# GIVEN TASK:
Will you output all of the data below exactly, omitting the images?

[Pointing dataset excerpts]
==*==

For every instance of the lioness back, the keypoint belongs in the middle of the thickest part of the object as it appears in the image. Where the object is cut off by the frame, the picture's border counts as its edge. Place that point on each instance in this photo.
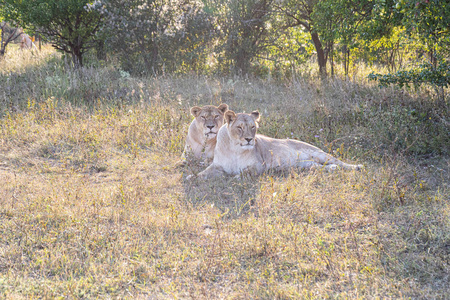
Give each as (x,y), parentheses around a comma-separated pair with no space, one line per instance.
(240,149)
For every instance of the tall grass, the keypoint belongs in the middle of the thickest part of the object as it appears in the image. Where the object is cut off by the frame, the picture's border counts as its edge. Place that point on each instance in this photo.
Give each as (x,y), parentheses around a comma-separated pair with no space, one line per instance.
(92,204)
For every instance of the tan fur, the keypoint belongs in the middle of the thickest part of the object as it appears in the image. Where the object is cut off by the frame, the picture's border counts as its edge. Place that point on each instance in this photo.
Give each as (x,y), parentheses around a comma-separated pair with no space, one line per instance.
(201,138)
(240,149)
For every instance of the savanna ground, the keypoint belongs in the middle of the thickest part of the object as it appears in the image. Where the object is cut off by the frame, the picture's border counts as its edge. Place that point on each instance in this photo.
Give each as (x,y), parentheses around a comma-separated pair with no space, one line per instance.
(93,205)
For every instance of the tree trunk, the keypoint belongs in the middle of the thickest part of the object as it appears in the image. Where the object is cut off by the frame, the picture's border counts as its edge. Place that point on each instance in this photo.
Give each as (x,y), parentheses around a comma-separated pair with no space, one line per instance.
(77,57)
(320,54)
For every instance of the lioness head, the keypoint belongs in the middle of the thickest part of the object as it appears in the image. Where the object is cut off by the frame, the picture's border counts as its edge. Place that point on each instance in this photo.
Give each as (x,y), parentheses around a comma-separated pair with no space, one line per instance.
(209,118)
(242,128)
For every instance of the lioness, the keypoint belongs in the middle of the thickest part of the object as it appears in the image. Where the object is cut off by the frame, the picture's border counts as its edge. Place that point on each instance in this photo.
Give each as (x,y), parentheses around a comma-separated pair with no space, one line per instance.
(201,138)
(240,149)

==*==

# EXERCISE SOLUTION:
For every instance of the lioness back, the keypoint belongs in the middle of the thickest part of the object as it appears in the image. Where the object is cut off by the frame, the picture's border counts as its edge. Place that point on each instance in this photo.
Give each as (x,y), parentheses around a comma-separated pair with no space, one line per instance.
(240,149)
For every instance of the tall grass, the keypoint belongs in the middle of the thickest part of the object as it appears in the image. Where the object is cut off by the frame, the picture's border counts as its edge. Place that point on each instance in this photo.
Give each as (x,y), parentheses around a comma-separated pair with no space, one line per instance.
(92,204)
For every instance of the tan fur, the keypoint belongs in the middle of the thickest part of the object as it appears in the image. Where the object is cut off by the frame, the picture's border counts as its edge. Place that point on each instance in this photo.
Give each as (x,y), parentheses around a comma-separated pair with no space, one line per instance.
(201,138)
(240,149)
For every instance of the savanna ground, the keypoint belongs in the middle of the thickest part of the object as it appears in the image. Where the object is cut off by the frame, the picture's border counts as its edge. Place that point on each instance in this photo.
Give each as (x,y), parentheses around a comma-separated pair with no space, one line per instance.
(93,205)
For every instance of the tree trunk, the keypoint belongs in the middle of the thickest part of the object as it appears in the image. Where the object is cut off by the frame, the picture's border counts as its edge. Place that point on each instance in this photo.
Give each as (x,y), parentheses around a comma-separated pair with no space, one line per instance.
(77,57)
(320,54)
For every instance of the lioness head, the keypoint belongs in the middle of the thickest part of the object as it appears in the image. Where the object is cut off by the frame, the picture's border counts as its edge. Place that point on each instance in this photo.
Give each as (x,y), parentheses around a comma-separated pair with no space, one line per instance.
(209,118)
(242,128)
For every instance of the lioness, the keypoint belongs in the middle of the thickest part of the object as it appears in the image. Where the object is cut off by the frame, the picture's border counts as its edge. Place that point on each instance in this photo.
Give each as (x,y), parentheses around a comma-separated pair with no space, one line per instance.
(201,138)
(240,149)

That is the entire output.